→ Extracted text:
━━━━━━━━━━━━━━━━━━━━━━━━━━━━━━
Objective To examine associations of anti-cyclic citrullinated peptide (aCCP) antibody and rheumatoid factor (RF) concentrations with future disease activity in men with rheumatoid arthritis (RA).
Methods Outcome measures were examined in male US veterans with RA and included (1) proportion of observations in remission (disease activity score (DAS28) ≤2.6); (2) remission for ≥3 consecutive months; and (3) area under the curve (AUC) for DAS28. The associations of autoantibody concentration (per 100 unit increments) with outcomes were examined using multivariate regression.
Results 826 men with RA were included in the analysis; the mean (SD) age was 65 (10.5) years and follow-up was for 2.6 (1.3) years. Most were aCCP (75%) and RF (80%) positive. After multivariate adjustment, aCCP (OR 0.93; 95% CI 0.89 to 0.96) and RF concentrations (OR 0.92; 95% CI 0.90 to 0.94) were associated with a lower odds of remission, a lower proportion of observation in remission (p=0.017 and p=0.002, respectively) and greater AUC DAS28 (p=0.092 and p=0.007, respectively). Among patients with discordant autoantibody status, higher concentrations of both aCCP and RF trended towards an inverse association with remission (OR 0.93; 95% CI 0.83 to 1.05 and OR 0.80; 95% CI 0.59 to 1.10, respectively).
Conclusions Higher aCCP concentrations (particularly in RF-positive patients) are associated with increased disease activity in US veterans with RA, indicating that aCCP concentration is predictive of future disease outcomes in men.
━━━━━━━━━━━━━━━━━━━━━━━━━━━━━━
→ Data for review:

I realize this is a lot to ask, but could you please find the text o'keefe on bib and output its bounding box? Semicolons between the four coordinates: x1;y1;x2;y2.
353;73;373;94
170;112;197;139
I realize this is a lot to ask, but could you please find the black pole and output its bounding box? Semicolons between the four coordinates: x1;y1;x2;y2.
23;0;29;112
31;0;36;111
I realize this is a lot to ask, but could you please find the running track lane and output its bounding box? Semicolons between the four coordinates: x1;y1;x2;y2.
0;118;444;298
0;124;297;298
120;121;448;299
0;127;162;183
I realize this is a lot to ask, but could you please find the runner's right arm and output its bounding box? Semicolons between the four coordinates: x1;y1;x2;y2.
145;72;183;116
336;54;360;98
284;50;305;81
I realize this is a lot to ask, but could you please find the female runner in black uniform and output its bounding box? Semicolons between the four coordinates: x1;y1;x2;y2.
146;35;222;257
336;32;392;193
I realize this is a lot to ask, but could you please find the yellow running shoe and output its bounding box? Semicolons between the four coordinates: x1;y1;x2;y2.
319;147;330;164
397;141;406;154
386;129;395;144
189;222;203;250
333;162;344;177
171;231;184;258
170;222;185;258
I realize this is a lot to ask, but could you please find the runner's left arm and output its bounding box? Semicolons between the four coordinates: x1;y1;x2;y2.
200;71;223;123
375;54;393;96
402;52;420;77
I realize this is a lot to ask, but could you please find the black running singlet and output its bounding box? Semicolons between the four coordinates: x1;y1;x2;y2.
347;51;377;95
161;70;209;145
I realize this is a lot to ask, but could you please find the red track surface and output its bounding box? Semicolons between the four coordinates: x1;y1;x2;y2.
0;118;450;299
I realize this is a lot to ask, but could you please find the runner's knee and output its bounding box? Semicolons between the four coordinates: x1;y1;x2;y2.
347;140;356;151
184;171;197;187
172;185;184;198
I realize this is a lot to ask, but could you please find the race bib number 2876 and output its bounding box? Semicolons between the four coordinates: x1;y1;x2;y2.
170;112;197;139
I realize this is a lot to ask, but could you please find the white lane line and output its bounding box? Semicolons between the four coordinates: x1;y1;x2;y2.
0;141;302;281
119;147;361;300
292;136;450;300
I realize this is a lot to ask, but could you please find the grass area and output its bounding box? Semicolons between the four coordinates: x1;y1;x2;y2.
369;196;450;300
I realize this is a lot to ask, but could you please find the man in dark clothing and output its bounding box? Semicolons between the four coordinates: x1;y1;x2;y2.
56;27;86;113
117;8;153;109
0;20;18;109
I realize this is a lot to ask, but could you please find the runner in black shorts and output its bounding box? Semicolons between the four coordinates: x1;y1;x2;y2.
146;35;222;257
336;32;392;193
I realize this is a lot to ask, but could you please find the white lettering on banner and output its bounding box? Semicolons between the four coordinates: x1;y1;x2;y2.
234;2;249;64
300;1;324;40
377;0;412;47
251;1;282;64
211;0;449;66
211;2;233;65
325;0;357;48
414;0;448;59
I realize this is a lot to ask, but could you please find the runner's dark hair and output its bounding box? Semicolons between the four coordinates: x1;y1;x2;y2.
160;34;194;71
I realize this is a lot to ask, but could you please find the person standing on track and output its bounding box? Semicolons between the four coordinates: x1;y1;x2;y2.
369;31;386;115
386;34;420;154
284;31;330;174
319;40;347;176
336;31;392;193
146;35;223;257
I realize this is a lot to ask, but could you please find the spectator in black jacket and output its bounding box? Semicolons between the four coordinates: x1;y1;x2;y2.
━━━━━━━━━━━━━━━━━━━━━━━━━━━━━━
→ Activity list:
a - Reproduce the part of the rheumatoid arthritis abstract starting at "Objective To examine" and ending at "using multivariate regression.".
b - Answer these questions from the rheumatoid arthritis abstract:
(i) What DAS28 score defines remission?
(ii) How many men with RA were included in the analysis?
(iii) According to the conclusions, in which patients in particular are higher aCCP concentrations associated with increased disease activity?

→ Solved tasks:
a -
Objective To examine associations of anti-cyclic citrullinated peptide (aCCP) antibody and rheumatoid factor (RF) concentrations with future disease activity in men with rheumatoid arthritis (RA).
Methods Outcome measures were examined in male US veterans with RA and included (1) proportion of observations in remission (disease activity score (DAS28) ≤2.6); (2) remission for ≥3 consecutive months; and (3) area under the curve (AUC) for DAS28. The associations of autoantibody concentration (per 100 unit increments) with outcomes were examined using multivariate regression.

b -
(i) A DAS28 of ≤2.6.
(ii) 826.
(iii) RF-positive patients.